- ASSIGNED TASK -
Each record is to be reproduced verbatim.

- INPUT RECORDS -

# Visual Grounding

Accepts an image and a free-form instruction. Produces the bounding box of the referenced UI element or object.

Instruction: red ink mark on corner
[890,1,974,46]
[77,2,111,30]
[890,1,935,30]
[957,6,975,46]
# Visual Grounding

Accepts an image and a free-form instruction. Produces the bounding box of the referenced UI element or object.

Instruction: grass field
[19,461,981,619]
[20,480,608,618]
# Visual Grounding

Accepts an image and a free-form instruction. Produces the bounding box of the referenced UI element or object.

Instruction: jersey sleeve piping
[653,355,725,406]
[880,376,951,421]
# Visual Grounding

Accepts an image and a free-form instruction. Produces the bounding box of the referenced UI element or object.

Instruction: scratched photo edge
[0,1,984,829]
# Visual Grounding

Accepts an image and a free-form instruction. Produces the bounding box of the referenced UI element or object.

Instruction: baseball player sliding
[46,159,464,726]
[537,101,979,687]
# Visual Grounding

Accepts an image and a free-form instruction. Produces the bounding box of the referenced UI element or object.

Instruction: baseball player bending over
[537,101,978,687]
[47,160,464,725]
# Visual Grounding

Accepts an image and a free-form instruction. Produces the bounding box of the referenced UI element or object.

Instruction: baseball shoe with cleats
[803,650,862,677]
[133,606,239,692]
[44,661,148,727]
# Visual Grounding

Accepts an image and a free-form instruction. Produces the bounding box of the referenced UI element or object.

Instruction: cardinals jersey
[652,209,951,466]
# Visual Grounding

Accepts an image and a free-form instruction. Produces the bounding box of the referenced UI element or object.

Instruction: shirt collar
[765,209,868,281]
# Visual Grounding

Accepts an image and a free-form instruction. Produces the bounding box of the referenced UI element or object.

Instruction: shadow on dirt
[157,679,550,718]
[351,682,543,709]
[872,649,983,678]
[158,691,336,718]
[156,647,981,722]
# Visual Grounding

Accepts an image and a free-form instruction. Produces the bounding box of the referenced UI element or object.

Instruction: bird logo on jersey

- EXERCISE ANSWER -
# Visual Grounding

Accepts an image and a free-form instruction. Produces the bounding box of the referenced UI element or object.

Instruction: red ink mark on corner
[890,1,974,46]
[77,2,111,30]
[890,1,935,30]
[957,6,975,46]
# Visual Grounding

Accepts an image and a free-form instruction. Produces the bounding box of the referenced UI element or object.

Instruction: grass field
[19,461,981,619]
[20,480,608,618]
# Visual Grounding

Accepts an image and a free-form instruction. Produces the bounding box of the referenced UI element or object.

Instruction: jersey sleeve piping
[653,355,725,406]
[880,376,951,421]
# Visual Grounding

Accepts an image and a free-form instruction. Produces the bounding box of the referenced UI element or object.

Instruction: scratched photo edge
[0,1,984,829]
# Visual Grounding

Accepts an image and a free-form instruction. Produces the bounding box of the referenced UI element or object.

Instruction: baseball player sliding
[46,159,464,726]
[537,101,979,687]
# Visual Grounding

Accepts an image and a free-form instruction. Produces the bounding box of the referenced UI element or object.

Instruction: baseball player bending over
[537,101,978,687]
[47,160,464,725]
# Visual Grounding

Accepts an image and a free-form instruction. Produces the bounding box of the referenced UI element or object.

Instruction: baseball shoe with cleats
[803,650,862,677]
[133,606,239,692]
[44,661,148,727]
# Visual Grounding

Accepts an image and a free-form instruction. Produces the bounding box of the referenced UI element or object.

Instruction: cardinals jersey
[652,209,951,466]
# Visual Grounding

Accepts an image and a free-form instruction. Produces the bounding box of the referenced UI element or object.

Instruction: shirt collar
[765,209,868,281]
# Visual Grounding

Accepts an image and a free-form instruction. Produces the bounding box of the referenced UI element or object.

Instruction: shadow on dirt
[157,679,550,718]
[351,682,543,709]
[872,649,983,678]
[158,691,336,718]
[156,647,981,722]
# Visual Grounding

Accepts an image and a free-form instruction. Produces the bounding box of the referenced UI element or object.

Instruction: bird logo on jersey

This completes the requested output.